That is….until I had to confront my own mental health issues. 

Let me set the stage:  February 11, 2013 I went in for what I thought would be a normal 4 week check up with my ob-gyn but this appointment wasn’t so normal.  The words, “I can’t find your baby’s heartbeat” fell off her lips so effortlessly.  After multiple attempts with the Doppler and multiple ultrasounds, she confirmed my worst fears; my baby was no longer alive.

The next week was hard, as I had to prepare myself for surgery.  The surgery came and went and I quickly made my life return to normal.  The doctor wrote me off of work for four weeks, I went back in two.  I thought I could force myself back to normalcy.

But I couldn’t. As the days turned into weeks and the weeks turned into months, I found myself battling tears almost daily, I felt worthless, hopeless, some days I just felt like giving completely up.

And it wasn’t until I was meeting with a pastor for another situation that I was encouraged to seek counseling.  But how could the person giving help to people with mental health issues need help for her own mental health issues?

(GIVEN MATERIAL):
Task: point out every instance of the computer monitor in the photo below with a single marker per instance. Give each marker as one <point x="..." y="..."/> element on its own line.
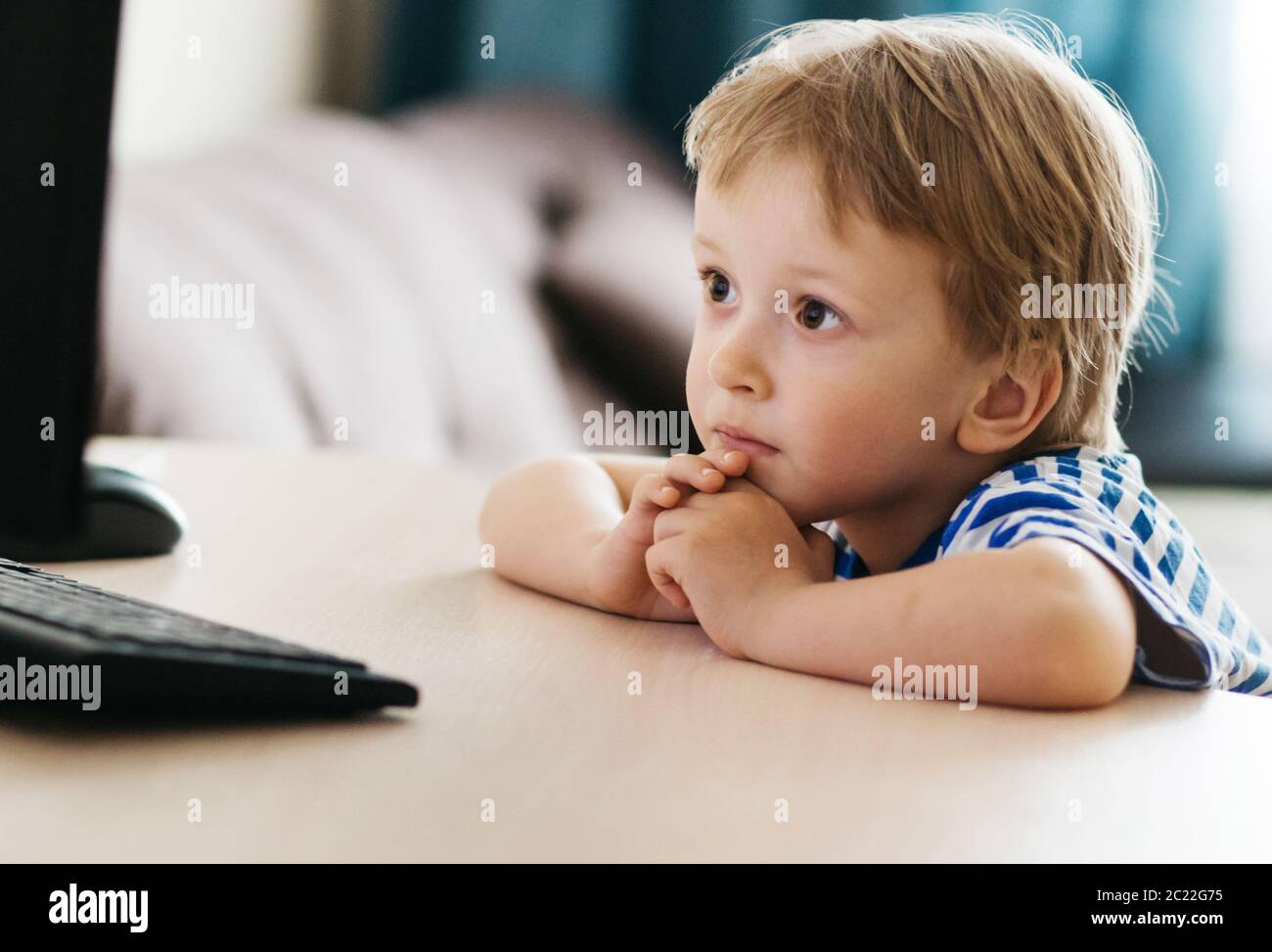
<point x="56" y="84"/>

(EXPLORE THE MATERIAL):
A - Summarize the account of pregnancy loss in two sentences.
B - Please reproduce the account of pregnancy loss from "But I couldn’t." up to and including "mental health issues?".

(EXERCISE RESULTS):
A - After an ob-gyn confirmed at a February 11, 2013 checkup that the writer's baby was no longer alive, the writer had surgery and went back to work in two weeks instead of the four the doctor allowed, trying to force a return to normal. Months of near-daily tears and feelings of worthlessness and hopelessness followed, until a pastor encouraged counseling, leaving the writer to wonder how someone who helps people with mental health issues could need help with her own.

B -
But I couldn’t. As the days turned into weeks and the weeks turned into months, I found myself battling tears almost daily, I felt worthless, hopeless, some days I just felt like giving completely up.

And it wasn’t until I was meeting with a pastor for another situation that I was encouraged to seek counseling.  But how could the person giving help to people with mental health issues need help for her own mental health issues?